*** Begin section ***

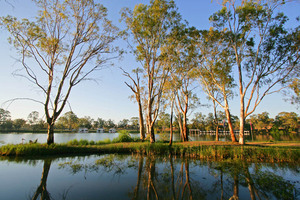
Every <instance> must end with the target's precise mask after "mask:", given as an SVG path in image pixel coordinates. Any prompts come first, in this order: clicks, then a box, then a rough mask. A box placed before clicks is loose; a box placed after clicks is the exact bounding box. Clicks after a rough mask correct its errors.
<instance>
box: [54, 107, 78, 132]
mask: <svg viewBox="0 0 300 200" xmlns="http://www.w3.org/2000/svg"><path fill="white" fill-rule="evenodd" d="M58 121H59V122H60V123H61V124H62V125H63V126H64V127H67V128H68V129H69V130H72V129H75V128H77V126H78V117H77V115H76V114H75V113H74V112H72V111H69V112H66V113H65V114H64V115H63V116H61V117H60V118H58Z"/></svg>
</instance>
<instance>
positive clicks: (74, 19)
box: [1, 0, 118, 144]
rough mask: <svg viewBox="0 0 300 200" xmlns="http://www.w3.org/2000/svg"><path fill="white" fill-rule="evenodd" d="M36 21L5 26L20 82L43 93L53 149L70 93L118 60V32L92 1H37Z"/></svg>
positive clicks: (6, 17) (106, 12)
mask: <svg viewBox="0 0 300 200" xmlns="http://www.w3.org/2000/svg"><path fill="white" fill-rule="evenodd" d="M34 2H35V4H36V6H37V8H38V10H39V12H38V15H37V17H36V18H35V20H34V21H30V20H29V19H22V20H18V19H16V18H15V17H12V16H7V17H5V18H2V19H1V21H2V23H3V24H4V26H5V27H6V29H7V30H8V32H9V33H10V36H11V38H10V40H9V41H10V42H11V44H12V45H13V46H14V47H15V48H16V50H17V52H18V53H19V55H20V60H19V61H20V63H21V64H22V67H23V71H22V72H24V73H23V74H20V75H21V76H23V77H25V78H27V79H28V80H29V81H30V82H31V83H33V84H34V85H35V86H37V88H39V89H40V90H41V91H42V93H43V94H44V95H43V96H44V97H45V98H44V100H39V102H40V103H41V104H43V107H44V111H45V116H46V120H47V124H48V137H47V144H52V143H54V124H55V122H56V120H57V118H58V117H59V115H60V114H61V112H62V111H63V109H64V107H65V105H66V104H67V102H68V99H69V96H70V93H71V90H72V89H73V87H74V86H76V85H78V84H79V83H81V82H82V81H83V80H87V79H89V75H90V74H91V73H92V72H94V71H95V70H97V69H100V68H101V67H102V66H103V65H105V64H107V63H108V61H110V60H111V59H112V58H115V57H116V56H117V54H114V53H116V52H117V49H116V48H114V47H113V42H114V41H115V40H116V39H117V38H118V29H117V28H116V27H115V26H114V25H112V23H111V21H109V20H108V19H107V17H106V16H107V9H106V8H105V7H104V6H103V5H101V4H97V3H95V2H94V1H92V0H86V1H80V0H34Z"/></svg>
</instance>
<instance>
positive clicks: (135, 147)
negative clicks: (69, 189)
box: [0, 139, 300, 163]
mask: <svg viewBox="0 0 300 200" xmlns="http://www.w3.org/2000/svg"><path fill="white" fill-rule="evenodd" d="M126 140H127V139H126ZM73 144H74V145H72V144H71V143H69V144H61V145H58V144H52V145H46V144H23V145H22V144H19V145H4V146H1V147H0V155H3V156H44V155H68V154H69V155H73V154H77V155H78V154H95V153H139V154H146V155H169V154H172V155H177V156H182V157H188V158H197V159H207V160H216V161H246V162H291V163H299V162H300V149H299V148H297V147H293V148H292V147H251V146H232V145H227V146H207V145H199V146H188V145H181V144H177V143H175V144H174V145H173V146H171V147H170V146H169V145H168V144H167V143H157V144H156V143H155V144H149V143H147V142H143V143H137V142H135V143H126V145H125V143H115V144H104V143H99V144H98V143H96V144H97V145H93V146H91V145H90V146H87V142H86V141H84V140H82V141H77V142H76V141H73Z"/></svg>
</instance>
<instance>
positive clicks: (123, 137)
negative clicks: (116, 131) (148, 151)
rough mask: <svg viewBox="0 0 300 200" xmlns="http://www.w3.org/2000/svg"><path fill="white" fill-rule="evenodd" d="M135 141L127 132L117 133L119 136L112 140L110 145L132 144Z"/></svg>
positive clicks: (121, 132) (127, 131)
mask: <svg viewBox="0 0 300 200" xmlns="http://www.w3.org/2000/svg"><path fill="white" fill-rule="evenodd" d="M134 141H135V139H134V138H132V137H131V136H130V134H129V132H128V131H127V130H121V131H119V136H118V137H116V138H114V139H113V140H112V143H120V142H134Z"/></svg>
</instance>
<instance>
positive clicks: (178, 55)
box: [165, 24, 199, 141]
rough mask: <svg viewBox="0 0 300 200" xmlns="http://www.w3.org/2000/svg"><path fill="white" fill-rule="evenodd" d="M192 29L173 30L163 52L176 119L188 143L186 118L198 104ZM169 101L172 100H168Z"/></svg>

*** End section ***

Task description: Rewrite the entries from the start through the line containing "box: [1, 0, 118, 144]", changing "positive clicks" to "foreground clicks" and nothing else, and leave out the pictures.

Answer box:
Every <instance> must end with the target's precise mask after "mask:", given as an SVG path in image pixel coordinates. Any prompts come first, in this order: clicks, then a box, then a rough mask. A box placed before clicks is loose; a box placed after clicks is the exact bounding box. Clicks after a rough mask correct its errors.
<instance>
box: [54, 107, 78, 132]
mask: <svg viewBox="0 0 300 200" xmlns="http://www.w3.org/2000/svg"><path fill="white" fill-rule="evenodd" d="M58 121H59V122H60V123H61V124H62V125H63V126H64V127H67V128H68V129H69V130H72V129H75V128H77V126H78V117H77V115H76V114H75V113H74V112H72V111H69V112H66V113H65V114H64V115H63V116H61V117H60V118H58Z"/></svg>
</instance>
<instance>
foreground clicks: (74, 19)
box: [1, 0, 118, 144]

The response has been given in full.